___ Material provided
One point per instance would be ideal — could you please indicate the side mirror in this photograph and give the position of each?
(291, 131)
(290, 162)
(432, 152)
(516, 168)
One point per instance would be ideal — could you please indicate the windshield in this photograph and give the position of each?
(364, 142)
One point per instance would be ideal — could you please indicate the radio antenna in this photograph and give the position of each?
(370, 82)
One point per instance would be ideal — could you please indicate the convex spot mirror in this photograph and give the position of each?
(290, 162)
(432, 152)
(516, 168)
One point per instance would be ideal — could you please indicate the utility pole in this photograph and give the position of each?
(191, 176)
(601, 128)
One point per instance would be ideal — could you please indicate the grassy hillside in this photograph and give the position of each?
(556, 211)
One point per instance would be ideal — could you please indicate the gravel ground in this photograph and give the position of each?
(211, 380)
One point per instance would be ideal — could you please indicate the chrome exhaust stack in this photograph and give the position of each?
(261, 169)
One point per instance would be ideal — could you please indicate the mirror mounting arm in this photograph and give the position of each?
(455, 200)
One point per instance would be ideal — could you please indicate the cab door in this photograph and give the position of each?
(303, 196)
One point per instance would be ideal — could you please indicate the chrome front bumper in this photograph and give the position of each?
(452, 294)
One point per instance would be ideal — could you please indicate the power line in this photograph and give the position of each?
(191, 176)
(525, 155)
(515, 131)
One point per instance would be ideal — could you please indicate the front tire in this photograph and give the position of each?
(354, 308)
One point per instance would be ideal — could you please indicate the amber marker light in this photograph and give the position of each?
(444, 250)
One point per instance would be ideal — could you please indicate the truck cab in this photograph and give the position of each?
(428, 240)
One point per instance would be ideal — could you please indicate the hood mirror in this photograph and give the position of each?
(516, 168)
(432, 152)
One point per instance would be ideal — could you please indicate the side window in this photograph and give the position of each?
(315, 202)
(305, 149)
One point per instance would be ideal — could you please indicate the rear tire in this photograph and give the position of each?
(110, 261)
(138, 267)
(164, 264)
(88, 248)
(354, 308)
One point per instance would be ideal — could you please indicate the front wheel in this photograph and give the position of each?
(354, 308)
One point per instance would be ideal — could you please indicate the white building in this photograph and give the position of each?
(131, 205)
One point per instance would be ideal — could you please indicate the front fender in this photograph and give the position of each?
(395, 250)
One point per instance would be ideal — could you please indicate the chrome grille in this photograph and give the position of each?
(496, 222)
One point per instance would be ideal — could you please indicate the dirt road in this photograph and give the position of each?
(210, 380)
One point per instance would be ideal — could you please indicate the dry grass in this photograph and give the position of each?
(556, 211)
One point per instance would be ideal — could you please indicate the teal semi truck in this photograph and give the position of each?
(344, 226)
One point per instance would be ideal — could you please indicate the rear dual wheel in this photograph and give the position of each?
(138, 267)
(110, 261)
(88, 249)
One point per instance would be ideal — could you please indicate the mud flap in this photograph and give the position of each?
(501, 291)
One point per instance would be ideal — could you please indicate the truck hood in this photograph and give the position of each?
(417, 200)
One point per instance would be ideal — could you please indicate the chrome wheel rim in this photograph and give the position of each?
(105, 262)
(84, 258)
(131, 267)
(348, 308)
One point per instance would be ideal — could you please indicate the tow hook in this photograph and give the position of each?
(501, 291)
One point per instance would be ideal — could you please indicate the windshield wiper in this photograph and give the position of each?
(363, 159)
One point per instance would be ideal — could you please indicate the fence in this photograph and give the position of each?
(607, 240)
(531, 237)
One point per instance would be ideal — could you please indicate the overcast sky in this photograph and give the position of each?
______
▶ Short exercise
Copy every entry above again, word for word and in the same order.

▶ Result
One point per instance would be ideal — could you please indicate the side mirror in this photograph and give the position of each?
(291, 131)
(290, 162)
(432, 152)
(516, 168)
One point per instance would be ideal — could you please indicate the windshield in this photograph and give the position of each?
(364, 142)
One point per instance would be ideal — could you please indicate the radio antenna in this photograph and give the position of each?
(370, 82)
One point per instance would be ideal — could you please indicate the convex spot mirror in this photograph and give the position of each?
(290, 162)
(432, 152)
(516, 168)
One point per instance would be ideal — could you please indicate the utility pole in this photograph and give the position of each?
(191, 176)
(601, 128)
One point per instance would be ideal — could you please indicate the grassy hillside in this photograph and give the position of each?
(556, 211)
One point per instance would be ideal — could you please indicate the gravel ground in this photograph and give the position of each?
(211, 380)
One point per instance would be ideal — could you please indicate the chrome exhaust stack in this photograph and give the position of each?
(261, 169)
One point per instance would be ideal — could you please indicate the mirror mounting arm in this photograph and give the position of each?
(455, 200)
One point per instance would be ideal — could you please indicate the cab door in this photograph and give the position of each?
(303, 196)
One point per instance would be ideal — could you please indicate the chrome front bumper in this photograph and give the position of each?
(452, 294)
One point per instance would be ideal — could you please indicate the power line in this photograph and give the position of each?
(191, 176)
(525, 155)
(515, 131)
One point per instance would be ideal — could you please indicate the front tire in this photograph and give the position of each?
(354, 308)
One point per instance would be ideal — could you please indicate the amber marker light in this photograph and give the position of each?
(444, 250)
One point per instance would be ideal — could you please indicate the truck cab in this photograph and give the position of each?
(428, 240)
One point per instance would be ideal — could you please indicate the hood mirror in this photograph and give the position of each?
(516, 168)
(432, 152)
One point per instance would be ideal — could you please indicate the side window in this photograph and give the position of each?
(315, 202)
(305, 149)
One point per instance would be ideal — could you please indicate the rear tire in this photograph and give the position of each?
(110, 261)
(138, 267)
(164, 264)
(88, 248)
(354, 308)
One point per instance would be ideal — could you please indicate the front wheel in this photograph and give the position of each?
(354, 308)
One point per instance would be ideal — could you please indicate the white building in this photograph and give the position of each?
(131, 205)
One point per instance would be ideal — could you please indicate the front fender in this photograph and give the position of each?
(395, 250)
One point per instance would be ideal — could you please indicate the chrome grille in this photograph and give the position of each?
(496, 222)
One point per instance would be ideal — could you please indicate the dirt road in this photograph and give the position of each?
(210, 380)
One point per instance would be ideal — could you please indicate the dry grass in this photograph and give the position of each?
(556, 211)
One point per instance would be ideal — could you please indicate the teal semi truck in this photograph and give the position of each?
(344, 226)
One point per instance would be ideal — could you please indicate the rear dual wheel in this photograph and give the position of each?
(138, 267)
(110, 261)
(88, 249)
One point per instance would be ideal — could you please indicate the mud flap in this photograph and give the position of each?
(501, 291)
One point per instance would be ideal — could you please indicate the truck hood in this photograph and give the position of each?
(417, 200)
One point per instance would be ideal — could you please indicate the chrome wheel rim in this photograph and give the position of each?
(105, 262)
(84, 258)
(131, 267)
(348, 308)
One point per instance would be ideal — could you please indicate the tow hook in this photograph and give the position of each?
(501, 291)
One point per instance would be ideal — could you please indicate the windshield wiper in this photograph and give the position of each?
(363, 159)
One point per instance would be ideal — could you please indicate the fence in this photograph and give the position of each?
(607, 240)
(531, 237)
One point per instance would be ideal — could you please indicate the overcast sky in this photograph and give the position of each?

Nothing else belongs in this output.